EXERCISES:
1 - Print the part of the faith and doubt post that begins at the words "I was a Christian" and ends after "see part VII).".
2 - In the faith and doubt post, what name is given to the new approach that the post defends?

SOURCE EXTRACT:
+ + + + + + +
Faith, Doubt and Anti-Metanoia series, Part IX. For context, start at the introduction.
I was a Christian but then I stopped being one (Part I); way more on that in Parts II through V. I found meaningness.com (summarized in Part VI) which reformed how I process meaning. Christianity was a big part of my identity, so I had to gain new ways of seeing my identity (Part VII). I had some really bad trouble along the way when I had a brush with nihilism (maybe you can avoid that, see part VII).
I'm still getting used to my new ways of interacting with meaning and on the surface the new ways can seem worse. This post attempts to defend of my new approach (called the Complete Stance) against three possible objections that could come from someone immersed in a belief system similar to what I once held (Eternalism):
- The first objection is "where do meanings come from?",
- the second is about how to build and sustain community and
- the third is about staying positive in the face of nebulosity.
- The origins of meanings are often obscure, but that doesn't invalidate the meanings themselves.
- Community is harder to build without the artificially fixed meanings of Eternalism, but it's still possible.
+ + + + + + +
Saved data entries
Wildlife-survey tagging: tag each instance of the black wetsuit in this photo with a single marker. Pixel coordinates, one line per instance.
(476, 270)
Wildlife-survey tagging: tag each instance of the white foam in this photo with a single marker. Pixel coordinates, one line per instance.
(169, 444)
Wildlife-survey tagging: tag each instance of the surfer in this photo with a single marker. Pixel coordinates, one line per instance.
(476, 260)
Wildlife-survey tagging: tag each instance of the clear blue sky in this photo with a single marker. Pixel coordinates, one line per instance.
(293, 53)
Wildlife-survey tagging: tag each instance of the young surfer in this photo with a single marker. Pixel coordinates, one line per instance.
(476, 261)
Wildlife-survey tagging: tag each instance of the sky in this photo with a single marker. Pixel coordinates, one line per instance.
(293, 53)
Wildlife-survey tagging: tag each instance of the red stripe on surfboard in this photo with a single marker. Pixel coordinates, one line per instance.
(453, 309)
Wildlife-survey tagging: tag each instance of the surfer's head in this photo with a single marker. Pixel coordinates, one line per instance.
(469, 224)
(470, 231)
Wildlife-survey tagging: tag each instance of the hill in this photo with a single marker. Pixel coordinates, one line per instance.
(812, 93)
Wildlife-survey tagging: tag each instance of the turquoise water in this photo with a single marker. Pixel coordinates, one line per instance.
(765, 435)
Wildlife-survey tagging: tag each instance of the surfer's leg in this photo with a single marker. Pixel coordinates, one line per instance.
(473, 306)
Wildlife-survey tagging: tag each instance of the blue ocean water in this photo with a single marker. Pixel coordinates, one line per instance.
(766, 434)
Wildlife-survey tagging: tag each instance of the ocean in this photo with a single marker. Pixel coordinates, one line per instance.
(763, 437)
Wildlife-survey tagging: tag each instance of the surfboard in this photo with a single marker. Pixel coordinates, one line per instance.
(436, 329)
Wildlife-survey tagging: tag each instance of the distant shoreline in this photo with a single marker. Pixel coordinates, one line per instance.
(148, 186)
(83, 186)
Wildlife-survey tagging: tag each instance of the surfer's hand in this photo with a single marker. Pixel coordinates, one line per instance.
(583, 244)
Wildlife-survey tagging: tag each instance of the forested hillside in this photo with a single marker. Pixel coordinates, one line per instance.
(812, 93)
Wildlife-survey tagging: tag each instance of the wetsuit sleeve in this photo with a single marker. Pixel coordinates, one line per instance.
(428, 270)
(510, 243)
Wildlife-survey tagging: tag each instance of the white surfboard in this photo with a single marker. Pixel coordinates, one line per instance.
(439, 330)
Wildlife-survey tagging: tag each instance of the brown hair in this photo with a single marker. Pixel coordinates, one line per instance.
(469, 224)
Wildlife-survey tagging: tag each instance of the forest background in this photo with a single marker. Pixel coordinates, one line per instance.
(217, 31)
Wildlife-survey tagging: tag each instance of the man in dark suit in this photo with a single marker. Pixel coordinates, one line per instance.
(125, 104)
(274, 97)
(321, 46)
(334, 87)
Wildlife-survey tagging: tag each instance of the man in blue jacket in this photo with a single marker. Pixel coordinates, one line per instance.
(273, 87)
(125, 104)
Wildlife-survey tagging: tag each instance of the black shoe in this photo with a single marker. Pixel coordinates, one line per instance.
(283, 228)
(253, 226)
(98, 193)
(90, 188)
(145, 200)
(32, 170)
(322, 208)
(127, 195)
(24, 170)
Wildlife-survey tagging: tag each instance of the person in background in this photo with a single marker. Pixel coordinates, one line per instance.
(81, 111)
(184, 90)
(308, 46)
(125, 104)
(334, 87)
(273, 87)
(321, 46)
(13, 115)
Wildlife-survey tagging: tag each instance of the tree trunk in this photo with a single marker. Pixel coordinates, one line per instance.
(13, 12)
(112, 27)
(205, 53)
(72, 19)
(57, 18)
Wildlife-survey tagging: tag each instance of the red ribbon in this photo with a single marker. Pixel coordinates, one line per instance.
+ + + + + + +
WRITTEN RESPONSES:
1 -
I was a Christian but then I stopped being one (Part I); way more on that in Parts II through V. I found meaningness.com (summarized in Part VI) which reformed how I process meaning. Christianity was a big part of my identity, so I had to gain new ways of seeing my identity (Part VII). I had some really bad trouble along the way when I had a brush with nihilism (maybe you can avoid that, see part VII).

2 - The Complete Stance.